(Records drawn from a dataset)
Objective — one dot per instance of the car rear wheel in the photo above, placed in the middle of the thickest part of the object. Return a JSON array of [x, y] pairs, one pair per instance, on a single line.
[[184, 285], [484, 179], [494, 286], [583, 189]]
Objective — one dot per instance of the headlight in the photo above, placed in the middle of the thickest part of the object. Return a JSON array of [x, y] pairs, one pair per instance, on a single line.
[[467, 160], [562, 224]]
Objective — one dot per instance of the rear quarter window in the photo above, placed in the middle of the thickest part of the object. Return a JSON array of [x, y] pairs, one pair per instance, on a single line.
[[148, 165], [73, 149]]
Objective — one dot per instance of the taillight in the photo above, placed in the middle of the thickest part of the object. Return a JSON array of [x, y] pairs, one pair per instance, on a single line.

### What is expected
Every record shown above should appear again in your answer, unchanged.

### Task result
Objective — one dot per instance of the car rear wheel in the photo above, placed in the middle of the thickest part of the object. Return a JSON array of [x, y] pairs, one pair per instance, on a single line.
[[184, 285], [484, 179], [494, 286], [583, 189]]
Objective — one dot per instance of the headlight in the photo above, placed in the middle of the thickest part of the object. Return a JSON array of [x, y] pairs, one pair per instance, on a single line.
[[467, 160], [562, 224]]
Objective — one dot per instance of the rear quarter window in the photo above, placed in the middle of the thickest part of the object. Return a JSON array of [x, y] pairs, one pair per instance, on a single line.
[[148, 165], [73, 149]]
Objective — one dot per instance of the taillight in the photo above, placed in the middle of the thickest part of the object. Return a JSON array of [x, y] pairs, one pair per instance, on a single line.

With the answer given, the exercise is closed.